┌─ Extrait

Comme une flamme éphémère

 Flamme pas si éternelle

    

   Je vais vous dire deux mots de Flamme éternelle d’Etty Macaire, poème-livre publié par les éditions Continents. La couverture ? passons ! L’éditeur aurait pu être habile et exigeant avec lui-même que de nous proposer ça ! La Flamme éternelle, c’est Kwelie, c’est la muse du poète qui s’empare de lui, entièrement. Alors, il ne sait plus comment résister à l’écriture. Quand il refuse d’écrire « Kwelie !/ Des vers je n’en ferai point !/Des poèmes, je n’en accoucherai pas ? » (je ne sais pas pourquoi le point d’interrogation), c’est à ce moment que l’inspiration déborde.

      Le poème est structuré en partie : Souffle I ; Souffle II… ; puis en sous partie : I, 2, 3… Chaque Souffle présente sous forme de didascalie l’état d’âme du poète à mesure qu’il obéit au diktat de l’inspiration. C’est en quelque sorte une mise en scène de l’instant de l’acte d’écriture à son amoureuse. Et ce jeu-là, Tiburce Koffi l'a mieux réussi dans « Aubades pour M’mauya ».

     Flamme éternelle est une poésie qui ne bouleverse pas; elle demeure aussi calme qu’une souche. Il ne faut pas en espérer grand-chose, car cette poésie ruisselle ou va claudiquant en prenant l’accent d’une parole jetée à l’eau. Des images élaborées, capables d’empoigner le lecteur, s’il y en a, sont maigres, flétries. Ce qui pourrait être de la grande poésie pour des poètes-lecteurs amateurs qui n’ont ou ont perdu le goût de l’élégance. « Pour une fois, la toute première fois, j’ai fermé un livre pour toi Kwelie, pour toi, ô ma Flamme éternelle » ; « Des essaims de rêves joyeux/Joyaux idylliques »…

      Quand on s’est habitué à rougir ou à noircir (c’est selon), sous l’éclat de quelques petites métaphores, on prend quelquefois avec plaisir une formule quelconque, un simple jeu de mots (même relevant du domaine public) se présente pour une trouvaille inouïe. « Et moi, pauvre naïf, qui avais pensé que…/Que mon corps…mon cœur avait achevé ses chevauchées de jeune jument ». On refuse d’appeler poésie des images déshéritées de beauté et de quelques grâces sympathiques, quand il manque ce souffle qu’on cueille au profond de ses tripes et qui vient causer la fracture de la syntaxe et en même temps l’éclatement de la langue, en laissant ainsi un trouble dans la mémoire du lecteur.

└─
┌─ Extraits du listing

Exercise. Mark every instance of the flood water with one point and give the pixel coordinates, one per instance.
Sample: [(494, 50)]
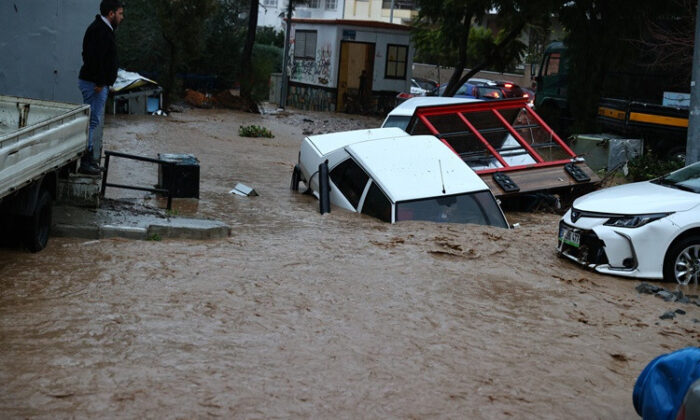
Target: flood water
[(300, 315)]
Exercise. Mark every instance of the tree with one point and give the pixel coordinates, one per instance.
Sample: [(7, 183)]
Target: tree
[(601, 50), (247, 56), (453, 20), (182, 27)]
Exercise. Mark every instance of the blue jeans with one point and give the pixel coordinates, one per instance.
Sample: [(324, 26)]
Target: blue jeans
[(97, 101)]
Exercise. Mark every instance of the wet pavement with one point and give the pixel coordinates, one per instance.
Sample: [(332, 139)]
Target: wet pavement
[(132, 220), (299, 315)]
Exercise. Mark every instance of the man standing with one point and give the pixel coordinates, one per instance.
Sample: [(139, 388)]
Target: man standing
[(99, 71)]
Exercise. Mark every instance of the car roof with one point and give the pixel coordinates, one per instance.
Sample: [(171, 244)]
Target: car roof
[(414, 167), (407, 107), (326, 143)]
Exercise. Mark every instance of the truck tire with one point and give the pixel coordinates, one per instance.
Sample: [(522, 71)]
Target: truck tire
[(38, 225)]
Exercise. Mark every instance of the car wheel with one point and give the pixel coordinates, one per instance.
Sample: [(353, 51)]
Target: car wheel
[(38, 225), (682, 262), (676, 154)]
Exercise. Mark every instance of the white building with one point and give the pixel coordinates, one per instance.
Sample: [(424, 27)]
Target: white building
[(348, 65), (272, 12)]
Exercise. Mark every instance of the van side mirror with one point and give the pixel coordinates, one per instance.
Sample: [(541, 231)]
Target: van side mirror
[(324, 188)]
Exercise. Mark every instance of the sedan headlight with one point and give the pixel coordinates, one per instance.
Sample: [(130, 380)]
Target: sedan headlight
[(634, 221)]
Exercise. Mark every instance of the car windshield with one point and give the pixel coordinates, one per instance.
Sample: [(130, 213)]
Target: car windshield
[(400, 121), (478, 208), (687, 178)]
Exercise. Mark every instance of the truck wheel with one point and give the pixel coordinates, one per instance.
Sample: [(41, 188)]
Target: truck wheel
[(682, 262), (38, 225)]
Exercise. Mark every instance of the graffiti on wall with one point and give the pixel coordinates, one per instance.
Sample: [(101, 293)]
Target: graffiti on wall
[(317, 71)]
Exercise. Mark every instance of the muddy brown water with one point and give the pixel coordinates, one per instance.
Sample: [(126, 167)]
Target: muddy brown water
[(299, 315)]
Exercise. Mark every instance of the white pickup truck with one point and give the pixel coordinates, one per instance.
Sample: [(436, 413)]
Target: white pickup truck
[(40, 141)]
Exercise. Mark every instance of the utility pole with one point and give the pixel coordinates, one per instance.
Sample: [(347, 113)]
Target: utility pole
[(692, 153), (285, 59)]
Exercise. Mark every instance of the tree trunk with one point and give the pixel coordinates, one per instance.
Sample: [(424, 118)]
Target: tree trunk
[(247, 58), (454, 84)]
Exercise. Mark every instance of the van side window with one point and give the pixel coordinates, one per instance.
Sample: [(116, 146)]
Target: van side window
[(552, 64), (376, 204), (350, 180)]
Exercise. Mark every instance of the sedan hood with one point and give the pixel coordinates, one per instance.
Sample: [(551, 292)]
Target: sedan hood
[(638, 198)]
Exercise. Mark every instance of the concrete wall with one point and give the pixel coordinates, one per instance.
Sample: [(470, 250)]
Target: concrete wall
[(372, 10), (269, 15), (40, 46), (381, 39), (323, 71)]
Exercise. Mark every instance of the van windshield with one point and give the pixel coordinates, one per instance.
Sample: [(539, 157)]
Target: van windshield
[(478, 208)]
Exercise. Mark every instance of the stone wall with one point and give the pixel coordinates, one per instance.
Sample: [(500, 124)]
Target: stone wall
[(311, 98)]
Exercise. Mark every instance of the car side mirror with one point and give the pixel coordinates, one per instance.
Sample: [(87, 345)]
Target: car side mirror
[(533, 70), (324, 188)]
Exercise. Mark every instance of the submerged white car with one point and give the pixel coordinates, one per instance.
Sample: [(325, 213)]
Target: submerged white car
[(388, 174), (647, 229)]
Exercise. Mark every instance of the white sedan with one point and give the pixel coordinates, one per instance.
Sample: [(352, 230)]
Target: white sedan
[(646, 229)]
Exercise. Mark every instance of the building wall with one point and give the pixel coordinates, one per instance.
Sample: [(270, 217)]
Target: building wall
[(381, 39), (323, 71), (40, 46), (270, 11), (373, 10)]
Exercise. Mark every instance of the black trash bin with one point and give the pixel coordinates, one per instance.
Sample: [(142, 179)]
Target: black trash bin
[(182, 176)]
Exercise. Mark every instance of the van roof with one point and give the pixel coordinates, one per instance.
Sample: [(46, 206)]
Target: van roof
[(326, 143), (414, 167), (407, 107)]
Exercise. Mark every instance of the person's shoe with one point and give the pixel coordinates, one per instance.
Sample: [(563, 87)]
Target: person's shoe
[(88, 169), (96, 163)]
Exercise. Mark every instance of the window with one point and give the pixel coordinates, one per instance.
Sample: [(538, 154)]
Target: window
[(552, 64), (305, 44), (396, 59), (376, 204), (479, 208), (350, 180), (399, 4)]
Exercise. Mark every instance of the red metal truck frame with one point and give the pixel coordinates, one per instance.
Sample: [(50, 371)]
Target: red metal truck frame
[(463, 110)]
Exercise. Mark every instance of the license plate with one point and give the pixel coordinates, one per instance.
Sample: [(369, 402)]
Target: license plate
[(569, 237)]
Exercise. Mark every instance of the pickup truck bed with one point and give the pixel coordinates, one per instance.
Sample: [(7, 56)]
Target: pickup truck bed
[(40, 141), (37, 137)]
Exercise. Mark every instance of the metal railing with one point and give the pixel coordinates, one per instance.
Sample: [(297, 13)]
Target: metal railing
[(105, 184)]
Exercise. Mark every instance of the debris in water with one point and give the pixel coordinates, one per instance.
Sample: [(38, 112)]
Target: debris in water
[(668, 315), (243, 190)]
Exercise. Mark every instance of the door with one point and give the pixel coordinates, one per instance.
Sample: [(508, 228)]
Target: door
[(355, 72)]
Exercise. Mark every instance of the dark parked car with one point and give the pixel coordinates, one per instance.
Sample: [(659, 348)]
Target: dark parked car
[(486, 89)]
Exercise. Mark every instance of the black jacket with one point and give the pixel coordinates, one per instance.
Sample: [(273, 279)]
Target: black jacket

└─

* [Consigne 1]: D'après la critique de Flamme éternelle, quelle maison d'édition a publié ce poème-livre ?
* [Consigne 2]: Poursuivez la critique de Flamme éternelle après sa dernière phrase.
On peut se passer du listing.

* [Réponse 1]: Les éditions Continents.

* [Réponse 2]:
     [ Nous croyons qu’on est poète quand on parvient à dessiner une autre façon de parler qui excède ou transcende la communication ordinaire ? Sinon comment le poète réussirait à négocier une place dans le ciel ? La poésie réside en vérité dans le tremblement de langue. Et même s’il arrive de s’accorder à dire que la poésie est un jeu de mots, cela ne devrait pas s’entendre comme un jeu de mots fade ou de l’amusement]. Il suffit ici d’aligner trois participes présents pour faire une strophe : « Voltigeant/Tournoyant/Retombant/ » ou « Il n’y a d’astres/Que tes yeux » ; « Il n’y a de paradis/Que ta présence/Il n’y a d’enfer/Que ton absence »…

     Comme on le sait, la réitération se fait régulièrement mode de configuration du rythme dans la poésie néo-oraliste. Mais quand elle se réduit ainsi qu’on le voit ici à une répétition vaine et redondante, elle devient de facto improductive. On lit à tout bout de phrase « Kwélie » ou « flamme éternelle ». On reprend les mêmes mots sans gagner en intensité poétique, comme une application avec beaucoup de pubs toutes les dix secondes. Après, on passe à côté de l’effet escompté.

     Ainsi, Flamme éternelle se déploie autour d’une poétique de la sveltesse : l’intensité poétique ne vole pas si haut qu’elle s’atrophie déjà. Quand on a fini de plumer les répétitions étouffantes, on demeure dans l’attente du choc, de l’état de grâce qui nous feraient entrer dans l’au-delà de la parole, mais rien. L’entrain est rarement sur le point de s’éclater « J’écrirai roses/les plus belles/les plus fraîches… » La poésie reste dans la prison des condensations inopportunes « J’allumerai/Lucioles », dans les métaphores de tous les jours qu’on rencontre sur la route du marché « Je tisserai les yeux fermés/À main levée des strophes inspirées… » Des strophes inspirées ?

     La poésie à l’eau de rose ; déclarer sa braise à sa muse ; lui dire que c’est en pensant à elle qu’on a l’inspiration. Décrire l’acte d’écriture tel un chemin vers sa muse. C’est cela Flamme éternelle, en témoignent les bougies allumées en forme de cœur sur la couverture. La poésie à l’eau de rose c’est donc décrire le corps de son amante, ses lèvres (généralement pulpeuses) ; comparer ses rondeurs au mont Korhogo…mais avec quelle voix singulière ? « Comment ne pas évoquer ta poitrine/Poitrine qui a su, à temps, suspendre sa poussée » ; « Et ta fière brèche fenêtre d’un monde féerique ». On crée un champ métaphorique assez classique, c’est-à-dire des métaphores qui jaillissent « du génie comique des foules ».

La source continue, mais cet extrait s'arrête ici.